══ RECORD EXTRACTS
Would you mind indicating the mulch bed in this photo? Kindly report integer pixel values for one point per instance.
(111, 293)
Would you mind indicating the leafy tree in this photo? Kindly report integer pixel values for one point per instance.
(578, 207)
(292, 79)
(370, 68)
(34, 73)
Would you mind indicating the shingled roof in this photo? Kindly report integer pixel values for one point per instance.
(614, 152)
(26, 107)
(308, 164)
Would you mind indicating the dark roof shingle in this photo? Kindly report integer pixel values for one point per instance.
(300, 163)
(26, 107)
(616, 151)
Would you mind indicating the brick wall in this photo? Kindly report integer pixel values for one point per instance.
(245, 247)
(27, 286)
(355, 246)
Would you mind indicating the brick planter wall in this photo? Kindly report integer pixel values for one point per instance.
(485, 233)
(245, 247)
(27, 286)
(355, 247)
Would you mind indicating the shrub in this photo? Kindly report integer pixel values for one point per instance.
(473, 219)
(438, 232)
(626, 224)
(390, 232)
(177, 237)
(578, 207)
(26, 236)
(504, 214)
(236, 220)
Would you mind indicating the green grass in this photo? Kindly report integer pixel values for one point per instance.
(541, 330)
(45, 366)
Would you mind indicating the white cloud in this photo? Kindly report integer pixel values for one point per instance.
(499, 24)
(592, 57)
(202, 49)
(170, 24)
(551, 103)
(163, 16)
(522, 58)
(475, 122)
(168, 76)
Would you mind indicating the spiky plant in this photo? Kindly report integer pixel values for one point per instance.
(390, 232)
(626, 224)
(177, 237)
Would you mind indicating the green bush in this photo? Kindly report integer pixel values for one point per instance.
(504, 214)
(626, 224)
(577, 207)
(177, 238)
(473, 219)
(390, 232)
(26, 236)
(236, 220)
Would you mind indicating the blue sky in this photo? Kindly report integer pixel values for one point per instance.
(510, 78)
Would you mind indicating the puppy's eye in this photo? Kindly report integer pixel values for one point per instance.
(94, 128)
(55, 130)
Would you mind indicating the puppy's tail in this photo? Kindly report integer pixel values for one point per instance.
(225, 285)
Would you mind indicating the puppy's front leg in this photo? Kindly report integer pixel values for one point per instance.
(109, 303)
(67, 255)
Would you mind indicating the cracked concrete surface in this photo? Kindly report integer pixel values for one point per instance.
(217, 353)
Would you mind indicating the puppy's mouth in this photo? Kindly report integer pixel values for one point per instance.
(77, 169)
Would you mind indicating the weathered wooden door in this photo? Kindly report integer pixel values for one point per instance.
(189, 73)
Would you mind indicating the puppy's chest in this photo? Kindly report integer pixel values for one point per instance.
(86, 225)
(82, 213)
════
• AIM OF THE TASK:
Update each of the rows above, swapping "Would you mind indicating" for "Could you mark" wherever it occurs and leaving everything else unchanged.

• IN RESPONSE:
Could you mark the mulch bed in this photo? Kindly report integer pixel values for one point per instance.
(111, 293)
Could you mark the leafy tree in this photo? Kindly report integer pixel values for one point per instance.
(578, 207)
(292, 79)
(370, 68)
(34, 73)
Could you mark the shingled roof in this photo? Kindly report integer pixel values for one point per instance.
(614, 152)
(26, 107)
(308, 164)
Could you mark the dark roof shingle in this photo? Kindly report integer pixel values for one point per instance.
(300, 163)
(26, 107)
(616, 151)
Could you mark the brick wall in this photo? Kindly report integer pixel values for one point per instance.
(245, 247)
(27, 286)
(355, 246)
Could you mark the brick planter wall in this photo? Kindly report integer pixel values for one point per instance.
(485, 233)
(245, 247)
(27, 286)
(355, 247)
Could you mark the shrub in this photo? Kindly report integer pixel values for one point per instance.
(473, 219)
(438, 232)
(626, 224)
(390, 232)
(177, 237)
(578, 207)
(26, 236)
(504, 214)
(236, 220)
Could you mark the green grass in this photo? Kindly report integer pixel values for one point per instance.
(541, 330)
(45, 366)
Could you mark the white cloud in this photo? Kindly report integer pixel values for one point per instance.
(499, 24)
(592, 57)
(202, 49)
(170, 24)
(551, 103)
(163, 16)
(522, 58)
(475, 122)
(168, 76)
Could you mark the spiky plant in this photo? Kindly report integer pixel values for one point per instance.
(390, 232)
(626, 224)
(177, 237)
Could you mark the green bush in this photo? Kindly report integer pixel values for one point per instance.
(504, 214)
(626, 224)
(577, 207)
(177, 238)
(473, 219)
(390, 232)
(26, 236)
(236, 220)
Could you mark the blue sky in this photo? Kindly report integer pixel values for one point per instance.
(510, 78)
Could you mark the puppy's eye in this photo? Kindly report integer pixel values for one point per instance.
(94, 128)
(55, 130)
Could you mark the puppy's tail in this photo? Kindly report integer pixel values for one point per instance.
(225, 285)
Could you mark the puppy's front leg in this photo? Kindly report integer pixel values for one point per instance.
(109, 303)
(67, 255)
Could you mark the cracked concrete surface in this photo? Kindly report integer pixel values for one point per instance.
(217, 353)
Could you mark the puppy's mouth in this photo? Kindly report integer pixel values for one point per instance.
(77, 169)
Could you mark the weathered wooden door in this photo? Kindly report integer pixel values for one point per instance.
(189, 73)
Could you mark the puppy's chest in this photo? Kindly report integer pixel values for one point per instance.
(86, 225)
(82, 213)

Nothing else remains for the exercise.